# START OF SELECTION
Non-ONVIF cameras or cameras with incomplete implementation create VMS lock-in: integrators must use the camera manufacturer’s proprietary SDK or VMS plugin, which may not be maintained, may have functionality gaps, and makes multi-vendor surveillance deployments operationally complex. Test ONVIF compliance before ordering by connecting a production sample to ONVIF Device Test Tool (ODTT, available from ONVIF’s website) and verifying that all mandatory features of the claimed profiles pass. A factory audit should confirm the firmware development team’s ONVIF implementation competency. Factory-provided ONVIF conformance certificates are self-reported; ODTT testing on a physical unit is the reliable verification method.
Low-Light Performance: Sony Starvis vs. Generic CMOS Sensors
The image sensor is the core determinant of camera performance in low-light conditions, and sensor substitution mid-production is a documented issue with Chinese OEM camera manufacturers. For night vision CCTV networks, the right sensor is critical.
Sony Starvis (and the successor Starvis 2) technology uses back-illuminated (BSI) CMOS architecture. Conventional front-illuminated sensors have metal wiring layers above the photodiode, blocking some incident light. BSI flips the structure so the photodiode receives light directly without obstruction, increasing quantum efficiency by 50–80% at equivalent pixel pitch. The result is substantially better low-light signal-to-noise ratio (SNR), typically 2–3 stops better than comparable front-illuminated sensors.
The Sony IMX335 (4MP, 1/2.8”) and IMX415 (8MP, 1/2.8”) are the dominant Starvis sensors in the 4–8MP wholesale PTZ camera market. Both are sold to Chinese camera ODMs with datasheet-verified specifications. Generic or domestic alternatives (from OmniVision, Himax, or unnamed Chinese fabs) may have similar marketing specifications (sensitivity in lux) but typically produce inferior images at low SNR conditions. Lux ratings are frequently cherry-picked at favorable AGC gain settings that produce noisy images in practice.
To prevent sensor substitution, include in the purchase order: “sensor must be Sony IMX335 (or IMX415 for 8MP), with supplier invoice and IC marking visible on production sample teardown.” This is exactly the kind of verification covered in a factory audit checklist. Request a production sample teardown from a mid-run unit (not a pre-production sample) as part of your inspection protocol. The sensor package is marked with the Sony part number and can be verified against Sony’s published datasheets.
PoE Budget Planning for Outdoor PTZ Camera Deployments
Power over Ethernet budget planning is frequently underestimated in PTZ IP camera deployments, resulting in field failures after installation.
Power standards: IEEE 802.3af provides up to 15.4W at the switch port (12.95W available at the PD/device). IEEE 802.3at (PoE+) provides up to 30W at the port (25.5W at the PD). IEEE 802.3bt (PoE++) provides up to 90W (Type 3) or 100W (Type 4). A 25× optical zoom PTZ camera with pan-tilt motors typically consumes 15–22W in active PTZ mode, placing it firmly in PoE+ territory. An 802.3af-only switch will either fail to power the camera or power it at reduced voltage, causing erratic behavior and potential hardware damage.
# END OF SELECTION
# START OF PROVIDED RECORDS
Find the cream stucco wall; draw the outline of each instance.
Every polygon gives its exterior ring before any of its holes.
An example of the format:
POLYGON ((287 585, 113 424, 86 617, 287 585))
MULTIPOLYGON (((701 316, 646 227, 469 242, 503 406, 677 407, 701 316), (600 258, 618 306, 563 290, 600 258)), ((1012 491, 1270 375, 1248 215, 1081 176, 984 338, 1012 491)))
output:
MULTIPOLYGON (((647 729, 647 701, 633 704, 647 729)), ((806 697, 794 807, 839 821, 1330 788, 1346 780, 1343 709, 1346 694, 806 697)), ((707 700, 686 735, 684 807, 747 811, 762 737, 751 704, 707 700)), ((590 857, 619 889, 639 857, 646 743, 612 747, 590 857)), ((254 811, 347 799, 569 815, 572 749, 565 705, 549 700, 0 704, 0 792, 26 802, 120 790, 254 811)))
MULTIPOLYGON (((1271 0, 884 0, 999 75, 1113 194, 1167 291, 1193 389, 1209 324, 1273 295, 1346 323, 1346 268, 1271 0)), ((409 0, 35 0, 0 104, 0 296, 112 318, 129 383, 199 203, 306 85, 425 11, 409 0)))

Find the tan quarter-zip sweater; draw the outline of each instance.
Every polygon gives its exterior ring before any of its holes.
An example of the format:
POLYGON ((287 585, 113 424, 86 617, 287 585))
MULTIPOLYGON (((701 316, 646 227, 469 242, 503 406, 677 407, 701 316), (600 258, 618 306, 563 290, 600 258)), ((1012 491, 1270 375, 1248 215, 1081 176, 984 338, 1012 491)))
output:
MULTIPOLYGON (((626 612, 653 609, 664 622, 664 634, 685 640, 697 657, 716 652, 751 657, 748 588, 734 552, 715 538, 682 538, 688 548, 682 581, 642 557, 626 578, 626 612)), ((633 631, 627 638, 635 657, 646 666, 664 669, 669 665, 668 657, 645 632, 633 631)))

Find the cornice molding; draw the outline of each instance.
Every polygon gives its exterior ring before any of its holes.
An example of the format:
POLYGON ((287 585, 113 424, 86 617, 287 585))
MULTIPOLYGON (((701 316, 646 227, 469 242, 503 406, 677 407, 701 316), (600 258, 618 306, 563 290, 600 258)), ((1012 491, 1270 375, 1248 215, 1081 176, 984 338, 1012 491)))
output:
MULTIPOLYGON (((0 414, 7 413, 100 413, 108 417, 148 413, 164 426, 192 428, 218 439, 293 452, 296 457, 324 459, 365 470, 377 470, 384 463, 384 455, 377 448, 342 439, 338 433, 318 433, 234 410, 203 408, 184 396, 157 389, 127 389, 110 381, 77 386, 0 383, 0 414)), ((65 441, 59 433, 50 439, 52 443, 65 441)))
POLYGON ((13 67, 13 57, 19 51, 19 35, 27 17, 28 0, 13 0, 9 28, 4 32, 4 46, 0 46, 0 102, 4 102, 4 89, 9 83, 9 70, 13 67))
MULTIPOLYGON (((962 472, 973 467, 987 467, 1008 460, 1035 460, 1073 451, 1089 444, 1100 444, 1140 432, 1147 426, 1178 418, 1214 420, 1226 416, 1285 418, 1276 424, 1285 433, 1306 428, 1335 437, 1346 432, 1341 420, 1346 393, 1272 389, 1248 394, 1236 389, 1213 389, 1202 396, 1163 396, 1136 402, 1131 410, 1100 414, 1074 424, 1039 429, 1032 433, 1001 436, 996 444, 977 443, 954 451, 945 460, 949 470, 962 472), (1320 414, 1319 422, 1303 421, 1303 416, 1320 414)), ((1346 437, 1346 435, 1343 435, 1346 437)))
# END OF PROVIDED RECORDS
COMPLETE THE FOLLOWING:
1. List every IEEE power standard named in the camera article above.
2. Pick up the camera article after its final sentence and write a short paragraph that carries on the topic of PoE budget planning.

ANSWERS FOR THE TASKS:
1. IEEE 802.3af, IEEE 802.3at (PoE+), IEEE 802.3bt (PoE++)

2.
Cameras with integrated IR heaters for cold-climate operation (common in northern European or high-altitude deployments) can consume an additional 8–15W during cold startup, pushing the peak demand to 35–40W. These outdoor surveillance variants require 802.3bt Type 3 switches and cannot be powered reliably by standard PoE+ infrastructure.
Cable run and copper loss: At 100m cable runs, 30W PoE+ over Cat5e (26 AWG) experiences approximately 3.5–4.5W of resistive loss, meaning the power available at the camera is approximately 26–27W — still within specification. At 150m (using PoE extenders or longer direct runs), losses approach 7–9W, dropping available power below the camera’s requirement. Plan cable runs to stay under 100m for PoE+ devices, and use Cat6 (23 AWG) for long runs to reduce resistive losses by approximately 30%. For help sourcing PTZ cameras with the right PoE specs for your deployment, include a detailed site survey with your RFQ. Switch selection: verify that the switch’s total PoE power budget (e.g., a 24-port switch rated at 370W total) accommodates the sum of all connected camera loads with a 20% headroom margin.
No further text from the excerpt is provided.